— TASK —
The listing below should be written out exactly; please include all of it.

— Coordinate annotation records —
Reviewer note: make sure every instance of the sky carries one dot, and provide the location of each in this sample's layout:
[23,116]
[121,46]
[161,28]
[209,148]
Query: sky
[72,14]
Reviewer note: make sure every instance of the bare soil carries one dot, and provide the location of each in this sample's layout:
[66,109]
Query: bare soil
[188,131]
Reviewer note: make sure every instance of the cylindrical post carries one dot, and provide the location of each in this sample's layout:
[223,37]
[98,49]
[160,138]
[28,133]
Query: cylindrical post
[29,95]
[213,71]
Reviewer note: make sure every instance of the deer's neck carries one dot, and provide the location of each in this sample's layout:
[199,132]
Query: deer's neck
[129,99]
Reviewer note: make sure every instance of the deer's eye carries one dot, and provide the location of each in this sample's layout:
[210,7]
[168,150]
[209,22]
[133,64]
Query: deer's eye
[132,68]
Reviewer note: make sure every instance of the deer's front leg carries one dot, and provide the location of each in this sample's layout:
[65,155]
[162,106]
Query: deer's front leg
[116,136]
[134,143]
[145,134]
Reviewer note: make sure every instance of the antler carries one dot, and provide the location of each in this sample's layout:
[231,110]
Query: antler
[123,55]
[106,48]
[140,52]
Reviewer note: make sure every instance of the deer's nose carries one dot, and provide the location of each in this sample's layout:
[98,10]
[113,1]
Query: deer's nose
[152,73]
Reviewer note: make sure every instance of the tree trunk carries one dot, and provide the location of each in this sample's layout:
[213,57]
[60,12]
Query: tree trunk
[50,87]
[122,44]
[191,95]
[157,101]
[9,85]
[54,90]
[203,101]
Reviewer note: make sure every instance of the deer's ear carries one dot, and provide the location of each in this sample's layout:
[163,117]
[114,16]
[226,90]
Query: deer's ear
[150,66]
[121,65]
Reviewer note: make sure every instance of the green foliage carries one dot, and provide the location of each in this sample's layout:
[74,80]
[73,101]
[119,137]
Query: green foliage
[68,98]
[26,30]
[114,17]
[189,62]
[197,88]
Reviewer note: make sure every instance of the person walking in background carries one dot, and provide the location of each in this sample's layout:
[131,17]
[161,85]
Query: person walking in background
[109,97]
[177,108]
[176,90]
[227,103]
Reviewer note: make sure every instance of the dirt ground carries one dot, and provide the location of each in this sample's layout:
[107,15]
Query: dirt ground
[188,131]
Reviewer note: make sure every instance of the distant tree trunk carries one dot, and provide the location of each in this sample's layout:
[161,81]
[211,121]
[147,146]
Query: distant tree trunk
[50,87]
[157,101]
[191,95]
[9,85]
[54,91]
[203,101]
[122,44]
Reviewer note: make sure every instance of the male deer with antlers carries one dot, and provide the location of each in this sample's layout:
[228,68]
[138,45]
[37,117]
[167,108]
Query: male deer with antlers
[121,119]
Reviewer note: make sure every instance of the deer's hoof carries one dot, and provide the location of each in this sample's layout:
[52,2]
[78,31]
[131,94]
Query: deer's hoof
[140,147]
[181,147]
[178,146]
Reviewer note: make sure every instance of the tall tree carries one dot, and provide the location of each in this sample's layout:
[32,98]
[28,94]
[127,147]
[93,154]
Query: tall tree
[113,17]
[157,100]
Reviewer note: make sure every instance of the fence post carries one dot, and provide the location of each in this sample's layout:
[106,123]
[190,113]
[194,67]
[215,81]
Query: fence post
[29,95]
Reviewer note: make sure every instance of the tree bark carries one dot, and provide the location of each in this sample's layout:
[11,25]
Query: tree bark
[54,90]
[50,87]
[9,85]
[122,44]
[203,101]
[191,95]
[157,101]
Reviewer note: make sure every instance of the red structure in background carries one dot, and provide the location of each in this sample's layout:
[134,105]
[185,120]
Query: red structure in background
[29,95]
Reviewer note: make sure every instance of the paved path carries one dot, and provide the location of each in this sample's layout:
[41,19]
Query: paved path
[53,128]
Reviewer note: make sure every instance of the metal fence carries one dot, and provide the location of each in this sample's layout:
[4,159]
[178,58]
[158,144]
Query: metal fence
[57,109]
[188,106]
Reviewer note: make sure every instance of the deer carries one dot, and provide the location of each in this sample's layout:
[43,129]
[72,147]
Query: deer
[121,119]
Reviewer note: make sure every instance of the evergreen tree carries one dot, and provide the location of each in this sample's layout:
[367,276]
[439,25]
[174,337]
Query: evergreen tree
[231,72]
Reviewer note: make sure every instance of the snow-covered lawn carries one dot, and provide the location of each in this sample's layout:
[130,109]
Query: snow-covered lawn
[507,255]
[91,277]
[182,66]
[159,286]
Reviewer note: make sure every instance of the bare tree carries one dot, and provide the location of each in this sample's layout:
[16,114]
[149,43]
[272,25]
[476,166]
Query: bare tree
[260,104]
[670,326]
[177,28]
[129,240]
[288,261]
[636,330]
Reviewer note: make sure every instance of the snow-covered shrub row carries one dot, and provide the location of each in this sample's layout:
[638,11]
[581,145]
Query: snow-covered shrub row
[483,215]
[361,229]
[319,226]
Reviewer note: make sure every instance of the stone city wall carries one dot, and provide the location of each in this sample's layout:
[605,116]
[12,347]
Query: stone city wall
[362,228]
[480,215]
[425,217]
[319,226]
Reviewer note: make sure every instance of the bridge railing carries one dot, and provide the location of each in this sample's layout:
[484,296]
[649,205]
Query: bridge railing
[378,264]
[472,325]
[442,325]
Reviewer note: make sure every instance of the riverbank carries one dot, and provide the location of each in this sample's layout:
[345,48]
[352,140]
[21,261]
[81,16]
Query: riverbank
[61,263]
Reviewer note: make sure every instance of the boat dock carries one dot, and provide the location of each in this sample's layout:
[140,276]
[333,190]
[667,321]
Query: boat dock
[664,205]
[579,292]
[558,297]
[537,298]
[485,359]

— EXERCISE RESPONSE —
Reviewer note: make sure every instance of the sky carries one dot, and provide the location of each in this sample's layout:
[23,116]
[121,46]
[161,28]
[209,148]
Query: sky
[72,14]
Reviewer note: make sure every instance of the bare soil carries one dot, and provide the location of each in this sample's layout:
[66,109]
Query: bare soil
[188,131]
Reviewer note: make sure every instance of the cylindrical post carries one dot, and provide the location of each in this sample's layout:
[223,37]
[98,49]
[160,138]
[28,133]
Query: cylindrical post
[29,95]
[213,71]
Reviewer note: make sure every instance of the deer's neck carries one dot, and provide the location of each in this sample's layout:
[199,132]
Query: deer's neck
[129,99]
Reviewer note: make sure every instance of the deer's eye carries one dot, and provide the location of each in this sample's layout:
[210,7]
[168,150]
[209,22]
[133,64]
Query: deer's eye
[132,68]
Reviewer note: make sure every instance of the deer's front leg carries one dot, and provide the location of each in this sample's layout:
[65,155]
[162,106]
Query: deer's front leg
[116,136]
[134,143]
[145,134]
Reviewer note: make sure every instance of the antler carries one dot, and provide the location of each in this sample's layout:
[231,110]
Query: antler
[123,55]
[106,48]
[140,52]
Reviewer note: make sure every instance of the deer's nose carries one dot, and provide the location of each in this sample's layout:
[98,10]
[113,1]
Query: deer's nose
[152,73]
Reviewer note: make sure every instance of the tree trunk carries one dot, and provide the location of each in this sample's layout:
[213,57]
[60,12]
Query: tree trunk
[50,87]
[122,44]
[191,95]
[157,101]
[9,85]
[54,90]
[203,101]
Reviewer note: make sure every instance of the deer's ear carries one dot, and provide the location of each in this sample's layout:
[163,117]
[114,16]
[226,90]
Query: deer's ear
[150,66]
[121,65]
Reviewer note: make sure every instance of the green foliage carries one dot, and provide the location of each in this sample's layout:
[74,80]
[73,101]
[119,137]
Query: green foliage
[68,98]
[26,30]
[114,17]
[189,62]
[197,88]
Reviewer note: make sure every instance of the person walking in background carries one dot, and provide the location of each in this sample's layout:
[131,17]
[161,85]
Query: person walking in background
[109,97]
[177,108]
[176,90]
[227,103]
Reviewer note: make sure every instance of the dirt ground carries one dot, and provide the location of each in this sample's layout:
[107,15]
Query: dirt ground
[188,131]
Reviewer note: make sure every instance of the distant tree trunk carries one dot, and provide the location of each in this sample's layout:
[161,81]
[211,121]
[147,146]
Query: distant tree trunk
[50,87]
[157,101]
[191,95]
[9,85]
[54,91]
[203,101]
[122,44]
Reviewer note: make sure every instance of the male deer with antlers carries one dot, and provide the location of each in this sample's layout:
[228,68]
[138,45]
[37,117]
[167,108]
Query: male deer with antlers
[121,119]
Reviewer note: make sure every instance of the deer's hoof carries one dot, and provide the location of each in this sample's layout:
[52,2]
[78,31]
[131,94]
Query: deer's hoof
[140,147]
[181,147]
[178,146]
Reviewer note: make sure every instance of the tall tree carries one dot, and provide the location of each in this sample's layout:
[32,98]
[28,94]
[127,147]
[93,154]
Query: tall tree
[113,17]
[157,100]
Reviewer note: make sure every instance of the fence post carries one dot, and provide the location of each in this sample's layout:
[106,123]
[190,113]
[194,67]
[215,81]
Query: fence post
[29,95]
Reviewer note: make sure every instance of the tree bark carries one dot, and provide the location of each in this sample's layout:
[11,25]
Query: tree bark
[54,90]
[50,87]
[9,85]
[122,44]
[203,101]
[191,95]
[157,101]
Reviewer note: make sure every instance of the red structure in background carries one dot, and provide the location of each in this sample's layout:
[134,105]
[185,120]
Query: red structure in background
[29,95]
Reviewer note: make sure every instance of the paved path carries one dot, and provide the location of each in this sample's layout:
[41,19]
Query: paved path
[53,128]
Reviewer note: make sure every instance of the metal fence carries one dot, and provide the location of each in this sample's layout:
[4,159]
[178,58]
[158,144]
Query: metal fence
[57,109]
[188,106]
Reviewer note: make sure every instance of the deer carries one dot, and provide the location of each in this sample's layout:
[43,129]
[72,147]
Query: deer
[121,119]
Reviewer note: make sure every instance of the evergreen tree carries one dot, and provide the location of each in this sample's layout:
[367,276]
[439,25]
[174,337]
Query: evergreen tree
[231,72]
Reviewer note: make sure every instance of the snow-covered lawn carries one dot, and provide the location of each in this sample's layout:
[130,109]
Query: snow-covered lawn
[507,255]
[91,277]
[182,66]
[159,286]
Reviewer note: make sure every instance of the bare tree carries one dot, and provide the location of each in this sample's layout:
[16,114]
[149,43]
[272,25]
[476,166]
Query: bare tree
[260,104]
[670,326]
[177,28]
[129,240]
[288,261]
[636,330]
Reviewer note: make sure every instance of the snow-covered shrub row carries one dot, and provide the location of each in this sample's layout:
[638,11]
[581,145]
Query: snow-covered shrub row
[483,215]
[361,229]
[319,226]
Reviewer note: make sure every instance of the stone city wall carries one dot, and provide the location of each in this sample's layout:
[605,116]
[12,347]
Query: stone city wall
[362,228]
[480,215]
[425,217]
[319,226]
Reviewer note: make sure every instance of the bridge railing carries one dot, and provide the location of each in this sample's layout:
[484,296]
[649,205]
Query: bridge railing
[378,264]
[472,325]
[442,325]
Reviewer note: make sure every instance of the riverbank carries one dot, and provide the location of each in this sample's layout:
[345,48]
[352,140]
[21,261]
[81,16]
Query: riverbank
[61,263]
Reviewer note: make sure every instance of the boat dock carries one dot, and provide the location of each in this sample's layout:
[140,276]
[333,190]
[667,321]
Query: boat dock
[664,205]
[579,292]
[558,297]
[537,298]
[485,359]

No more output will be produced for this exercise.